Work instructions
Find each line in the material that contains the string "robe" and copy it out in full. Treat uppercase and lowercase as different.

Provided entries

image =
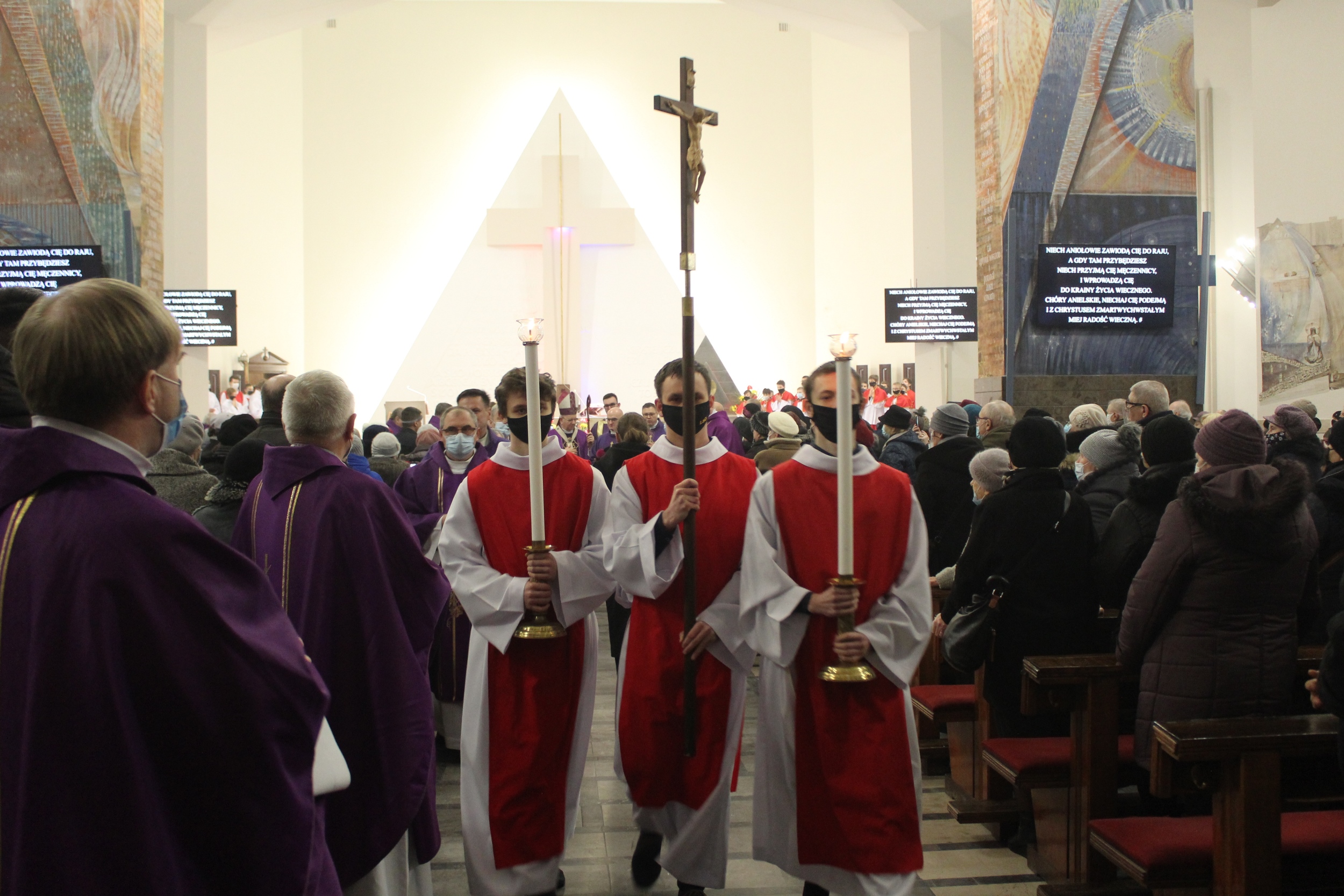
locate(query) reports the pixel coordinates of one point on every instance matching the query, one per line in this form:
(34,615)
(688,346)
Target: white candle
(534,442)
(845,468)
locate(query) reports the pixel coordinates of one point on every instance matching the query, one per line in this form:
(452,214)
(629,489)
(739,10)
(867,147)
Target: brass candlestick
(847,672)
(539,626)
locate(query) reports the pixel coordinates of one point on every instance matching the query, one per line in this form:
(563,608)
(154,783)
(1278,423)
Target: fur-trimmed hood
(1156,488)
(1249,508)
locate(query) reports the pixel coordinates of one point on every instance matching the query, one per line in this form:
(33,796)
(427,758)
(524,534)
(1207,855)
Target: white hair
(999,413)
(318,406)
(1086,417)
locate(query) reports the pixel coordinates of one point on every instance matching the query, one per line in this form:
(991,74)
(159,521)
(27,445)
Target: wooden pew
(1240,849)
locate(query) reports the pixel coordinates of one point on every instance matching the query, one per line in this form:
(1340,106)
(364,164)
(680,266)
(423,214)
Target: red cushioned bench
(1179,852)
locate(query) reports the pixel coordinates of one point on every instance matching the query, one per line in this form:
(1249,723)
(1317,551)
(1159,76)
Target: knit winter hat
(784,425)
(990,468)
(950,420)
(190,437)
(1232,439)
(897,418)
(1111,448)
(1035,441)
(1293,421)
(386,445)
(1168,440)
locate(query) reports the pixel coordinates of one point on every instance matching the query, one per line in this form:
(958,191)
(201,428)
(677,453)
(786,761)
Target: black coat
(1049,607)
(942,485)
(1105,489)
(1133,526)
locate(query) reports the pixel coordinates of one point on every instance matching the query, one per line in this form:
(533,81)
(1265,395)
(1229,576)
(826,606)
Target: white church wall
(256,194)
(416,113)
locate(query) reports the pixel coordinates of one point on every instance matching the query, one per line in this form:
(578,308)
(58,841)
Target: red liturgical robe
(652,696)
(858,806)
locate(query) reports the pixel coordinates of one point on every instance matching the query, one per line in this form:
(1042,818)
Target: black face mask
(673,415)
(518,426)
(824,418)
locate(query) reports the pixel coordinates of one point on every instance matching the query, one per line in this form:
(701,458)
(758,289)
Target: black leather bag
(969,637)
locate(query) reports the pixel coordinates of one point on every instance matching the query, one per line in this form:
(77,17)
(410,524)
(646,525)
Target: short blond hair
(82,354)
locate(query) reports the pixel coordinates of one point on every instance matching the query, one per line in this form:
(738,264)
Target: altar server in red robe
(838,765)
(681,804)
(348,570)
(528,704)
(158,715)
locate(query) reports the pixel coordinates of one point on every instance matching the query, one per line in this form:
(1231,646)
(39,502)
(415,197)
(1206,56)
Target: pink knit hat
(1232,439)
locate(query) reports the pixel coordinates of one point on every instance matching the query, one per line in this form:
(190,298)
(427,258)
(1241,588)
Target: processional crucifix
(692,178)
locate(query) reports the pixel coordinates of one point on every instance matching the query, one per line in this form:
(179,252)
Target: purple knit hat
(1232,439)
(1293,421)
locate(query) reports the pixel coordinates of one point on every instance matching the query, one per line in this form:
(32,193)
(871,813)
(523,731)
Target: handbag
(969,637)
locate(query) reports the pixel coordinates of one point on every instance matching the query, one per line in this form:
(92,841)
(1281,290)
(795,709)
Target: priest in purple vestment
(158,715)
(426,491)
(350,572)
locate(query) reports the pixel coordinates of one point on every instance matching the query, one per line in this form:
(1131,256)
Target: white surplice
(898,628)
(494,602)
(695,847)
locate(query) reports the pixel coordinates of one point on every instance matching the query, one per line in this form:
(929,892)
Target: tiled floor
(960,860)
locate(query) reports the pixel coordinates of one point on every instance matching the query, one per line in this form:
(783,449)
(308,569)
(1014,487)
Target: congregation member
(176,473)
(479,402)
(1039,537)
(904,445)
(1291,433)
(571,439)
(1168,454)
(270,426)
(340,554)
(657,429)
(993,424)
(1213,615)
(528,706)
(942,484)
(219,512)
(160,716)
(681,804)
(15,303)
(1108,461)
(386,460)
(781,445)
(838,778)
(1148,401)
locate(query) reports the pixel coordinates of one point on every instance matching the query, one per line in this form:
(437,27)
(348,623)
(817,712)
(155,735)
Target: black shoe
(644,864)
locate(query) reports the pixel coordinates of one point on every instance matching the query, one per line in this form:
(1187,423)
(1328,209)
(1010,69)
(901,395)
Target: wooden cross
(692,178)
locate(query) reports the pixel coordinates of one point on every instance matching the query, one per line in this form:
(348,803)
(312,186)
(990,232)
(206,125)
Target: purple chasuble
(350,572)
(158,715)
(426,491)
(722,429)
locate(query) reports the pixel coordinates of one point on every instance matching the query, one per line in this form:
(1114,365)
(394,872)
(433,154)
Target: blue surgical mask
(460,445)
(174,426)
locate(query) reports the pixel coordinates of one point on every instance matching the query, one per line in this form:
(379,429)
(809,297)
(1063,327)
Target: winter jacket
(902,450)
(777,451)
(1104,489)
(179,480)
(1213,613)
(1049,607)
(1124,543)
(1307,450)
(219,512)
(942,485)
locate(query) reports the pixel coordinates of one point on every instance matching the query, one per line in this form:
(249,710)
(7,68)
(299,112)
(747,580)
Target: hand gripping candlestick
(843,347)
(537,625)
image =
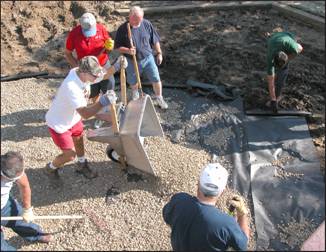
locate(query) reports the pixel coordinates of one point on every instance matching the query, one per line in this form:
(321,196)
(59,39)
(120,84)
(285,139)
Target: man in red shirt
(88,39)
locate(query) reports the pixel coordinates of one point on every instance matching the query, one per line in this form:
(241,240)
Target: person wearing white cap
(91,39)
(64,118)
(197,225)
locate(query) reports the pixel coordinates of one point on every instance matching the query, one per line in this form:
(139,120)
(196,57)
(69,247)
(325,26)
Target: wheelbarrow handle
(134,60)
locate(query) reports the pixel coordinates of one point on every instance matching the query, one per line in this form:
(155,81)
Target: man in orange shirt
(89,39)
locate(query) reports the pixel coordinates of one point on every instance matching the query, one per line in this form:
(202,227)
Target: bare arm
(157,48)
(70,58)
(244,224)
(271,86)
(25,191)
(89,111)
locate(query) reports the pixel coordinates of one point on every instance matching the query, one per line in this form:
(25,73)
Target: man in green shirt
(281,48)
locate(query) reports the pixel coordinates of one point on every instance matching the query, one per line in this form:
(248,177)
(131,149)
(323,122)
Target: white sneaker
(161,103)
(135,95)
(98,124)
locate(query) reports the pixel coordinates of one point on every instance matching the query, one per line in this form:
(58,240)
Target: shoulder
(100,27)
(122,26)
(181,196)
(76,30)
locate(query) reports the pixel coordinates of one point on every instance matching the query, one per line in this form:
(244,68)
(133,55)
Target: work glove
(121,62)
(159,59)
(274,107)
(109,44)
(239,205)
(28,214)
(108,98)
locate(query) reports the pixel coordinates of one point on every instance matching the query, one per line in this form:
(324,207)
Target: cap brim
(90,32)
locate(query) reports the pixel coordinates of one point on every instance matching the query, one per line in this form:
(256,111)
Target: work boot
(135,95)
(159,101)
(84,169)
(45,239)
(98,124)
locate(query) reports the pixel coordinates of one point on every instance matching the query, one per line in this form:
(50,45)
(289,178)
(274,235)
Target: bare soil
(217,47)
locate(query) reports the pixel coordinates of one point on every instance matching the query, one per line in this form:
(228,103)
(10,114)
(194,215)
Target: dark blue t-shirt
(144,37)
(201,227)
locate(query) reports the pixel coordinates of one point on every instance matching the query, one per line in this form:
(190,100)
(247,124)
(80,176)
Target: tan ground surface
(213,47)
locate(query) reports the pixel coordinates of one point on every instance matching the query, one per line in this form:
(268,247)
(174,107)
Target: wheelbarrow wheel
(112,154)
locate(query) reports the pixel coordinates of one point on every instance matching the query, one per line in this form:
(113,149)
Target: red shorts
(64,140)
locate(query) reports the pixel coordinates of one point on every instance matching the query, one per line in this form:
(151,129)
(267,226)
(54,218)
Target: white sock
(52,166)
(81,159)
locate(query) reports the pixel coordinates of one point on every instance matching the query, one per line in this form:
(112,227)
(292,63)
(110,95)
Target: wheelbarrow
(131,123)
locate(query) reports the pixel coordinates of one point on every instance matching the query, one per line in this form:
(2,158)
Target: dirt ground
(217,47)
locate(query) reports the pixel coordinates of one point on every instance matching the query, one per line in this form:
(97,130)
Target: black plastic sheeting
(276,198)
(258,151)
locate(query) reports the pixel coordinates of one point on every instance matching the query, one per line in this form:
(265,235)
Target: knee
(70,155)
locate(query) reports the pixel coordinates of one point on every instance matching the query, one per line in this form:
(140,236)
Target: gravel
(120,214)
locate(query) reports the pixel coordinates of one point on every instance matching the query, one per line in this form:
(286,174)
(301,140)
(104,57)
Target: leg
(95,91)
(65,143)
(77,136)
(131,78)
(5,246)
(280,80)
(28,231)
(153,75)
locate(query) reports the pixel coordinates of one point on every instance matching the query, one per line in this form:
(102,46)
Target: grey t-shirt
(144,37)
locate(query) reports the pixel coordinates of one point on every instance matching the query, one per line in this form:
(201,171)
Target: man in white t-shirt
(12,171)
(69,106)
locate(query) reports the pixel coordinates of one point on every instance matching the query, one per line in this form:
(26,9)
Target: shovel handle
(114,120)
(45,217)
(134,60)
(123,86)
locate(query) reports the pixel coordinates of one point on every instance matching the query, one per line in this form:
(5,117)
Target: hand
(121,62)
(87,91)
(132,51)
(109,44)
(274,107)
(239,204)
(28,214)
(108,98)
(159,59)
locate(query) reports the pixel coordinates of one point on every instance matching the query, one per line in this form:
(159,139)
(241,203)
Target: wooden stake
(45,217)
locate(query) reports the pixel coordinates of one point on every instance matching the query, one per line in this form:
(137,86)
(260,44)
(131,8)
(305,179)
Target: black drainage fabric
(286,183)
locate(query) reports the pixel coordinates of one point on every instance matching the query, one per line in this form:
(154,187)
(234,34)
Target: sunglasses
(12,179)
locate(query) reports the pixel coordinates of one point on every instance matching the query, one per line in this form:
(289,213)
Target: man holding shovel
(143,37)
(69,106)
(91,38)
(12,171)
(281,48)
(197,225)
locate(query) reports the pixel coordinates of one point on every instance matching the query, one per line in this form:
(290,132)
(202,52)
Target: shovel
(135,62)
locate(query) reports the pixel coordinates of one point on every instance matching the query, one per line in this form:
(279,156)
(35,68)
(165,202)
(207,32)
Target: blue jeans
(147,66)
(280,80)
(28,231)
(103,85)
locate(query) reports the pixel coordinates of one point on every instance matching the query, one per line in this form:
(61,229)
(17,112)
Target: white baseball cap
(88,24)
(213,179)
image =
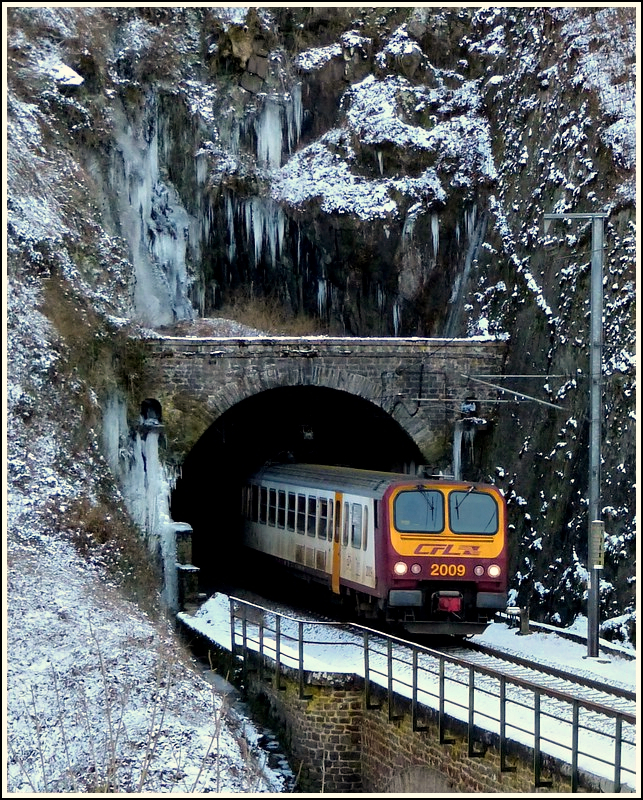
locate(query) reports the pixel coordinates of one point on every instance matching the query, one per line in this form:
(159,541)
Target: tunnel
(302,424)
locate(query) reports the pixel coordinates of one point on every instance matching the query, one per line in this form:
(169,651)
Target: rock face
(370,171)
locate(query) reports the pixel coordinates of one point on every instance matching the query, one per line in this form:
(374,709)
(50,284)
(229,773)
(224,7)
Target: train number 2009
(450,570)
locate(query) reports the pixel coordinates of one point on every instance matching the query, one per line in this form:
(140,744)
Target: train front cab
(447,557)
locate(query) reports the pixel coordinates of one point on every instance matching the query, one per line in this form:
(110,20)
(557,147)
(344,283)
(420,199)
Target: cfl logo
(447,550)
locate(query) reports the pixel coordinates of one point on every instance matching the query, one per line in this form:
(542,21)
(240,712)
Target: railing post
(302,694)
(618,740)
(471,727)
(414,702)
(232,618)
(538,782)
(367,673)
(441,725)
(575,746)
(277,653)
(389,661)
(503,728)
(261,649)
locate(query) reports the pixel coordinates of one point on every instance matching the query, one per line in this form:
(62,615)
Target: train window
(301,513)
(346,525)
(324,512)
(365,528)
(356,526)
(281,509)
(473,512)
(312,516)
(419,511)
(338,519)
(263,505)
(290,516)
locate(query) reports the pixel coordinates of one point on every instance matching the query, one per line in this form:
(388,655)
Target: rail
(578,732)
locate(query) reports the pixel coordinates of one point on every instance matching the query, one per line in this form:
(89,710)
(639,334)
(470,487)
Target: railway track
(581,685)
(571,715)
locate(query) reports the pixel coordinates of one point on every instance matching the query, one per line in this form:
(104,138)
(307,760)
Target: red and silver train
(429,554)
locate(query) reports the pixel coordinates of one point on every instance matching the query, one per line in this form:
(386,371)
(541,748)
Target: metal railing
(513,708)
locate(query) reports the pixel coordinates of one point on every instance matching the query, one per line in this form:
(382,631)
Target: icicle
(470,220)
(201,169)
(397,318)
(435,234)
(269,135)
(457,450)
(321,297)
(294,117)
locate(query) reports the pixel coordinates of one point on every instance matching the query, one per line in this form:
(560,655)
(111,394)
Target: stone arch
(226,397)
(421,780)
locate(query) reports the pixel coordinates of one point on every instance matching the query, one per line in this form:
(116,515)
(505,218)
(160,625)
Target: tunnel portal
(300,424)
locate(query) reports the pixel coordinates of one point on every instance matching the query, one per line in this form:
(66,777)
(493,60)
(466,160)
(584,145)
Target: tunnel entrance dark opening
(301,424)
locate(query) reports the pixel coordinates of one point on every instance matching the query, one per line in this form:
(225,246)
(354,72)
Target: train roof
(370,483)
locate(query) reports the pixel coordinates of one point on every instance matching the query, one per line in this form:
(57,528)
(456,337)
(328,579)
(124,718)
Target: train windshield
(419,511)
(473,512)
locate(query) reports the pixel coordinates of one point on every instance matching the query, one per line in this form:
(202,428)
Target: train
(428,555)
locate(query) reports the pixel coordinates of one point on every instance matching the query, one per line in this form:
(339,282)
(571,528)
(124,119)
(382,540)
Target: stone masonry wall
(404,377)
(345,747)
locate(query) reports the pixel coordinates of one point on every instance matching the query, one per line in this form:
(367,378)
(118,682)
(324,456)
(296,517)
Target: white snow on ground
(335,649)
(98,695)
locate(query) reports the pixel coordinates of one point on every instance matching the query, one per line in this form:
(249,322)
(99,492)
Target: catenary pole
(595,533)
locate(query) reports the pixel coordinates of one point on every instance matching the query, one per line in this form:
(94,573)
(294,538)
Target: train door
(337,545)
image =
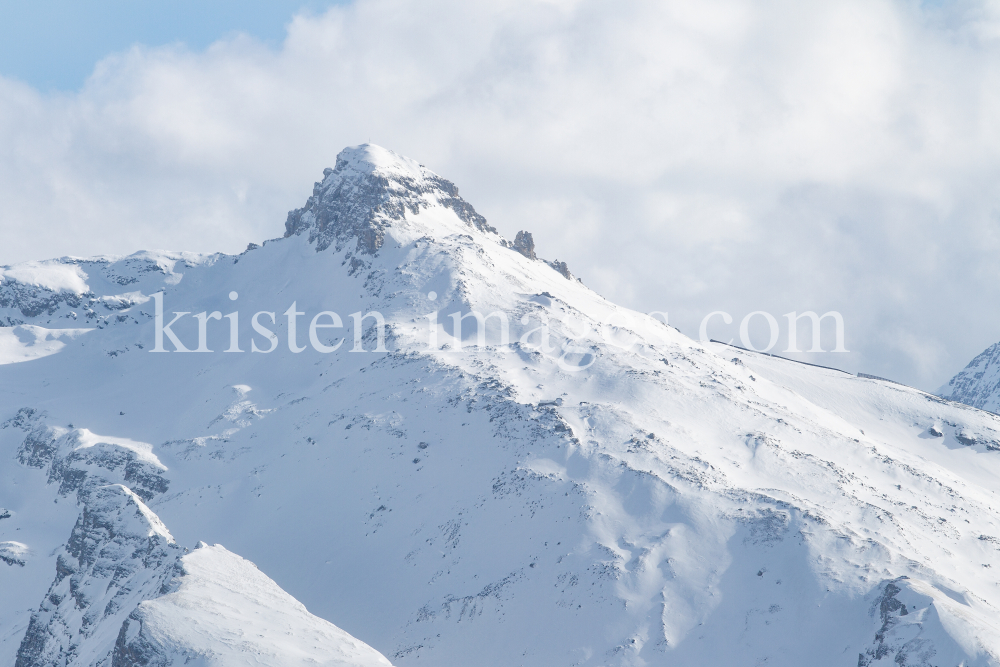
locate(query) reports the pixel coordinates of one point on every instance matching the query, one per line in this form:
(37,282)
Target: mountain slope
(593,489)
(978,384)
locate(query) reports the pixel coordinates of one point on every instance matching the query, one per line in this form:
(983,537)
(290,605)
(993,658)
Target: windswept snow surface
(225,612)
(621,495)
(978,384)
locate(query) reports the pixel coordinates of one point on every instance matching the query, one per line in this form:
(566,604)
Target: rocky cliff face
(118,555)
(594,489)
(978,384)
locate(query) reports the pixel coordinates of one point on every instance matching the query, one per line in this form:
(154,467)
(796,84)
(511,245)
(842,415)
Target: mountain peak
(370,158)
(370,189)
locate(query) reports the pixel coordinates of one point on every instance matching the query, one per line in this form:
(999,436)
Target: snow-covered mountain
(592,488)
(978,384)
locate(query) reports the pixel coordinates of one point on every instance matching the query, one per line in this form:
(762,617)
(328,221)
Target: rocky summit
(430,446)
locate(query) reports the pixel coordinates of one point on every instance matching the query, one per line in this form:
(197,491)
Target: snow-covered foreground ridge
(662,503)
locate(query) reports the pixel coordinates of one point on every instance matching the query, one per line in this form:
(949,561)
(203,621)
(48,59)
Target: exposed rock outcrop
(118,554)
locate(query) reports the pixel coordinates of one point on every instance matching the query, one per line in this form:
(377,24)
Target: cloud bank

Solution below
Target: red liturgical robe
Target: altar server in red robe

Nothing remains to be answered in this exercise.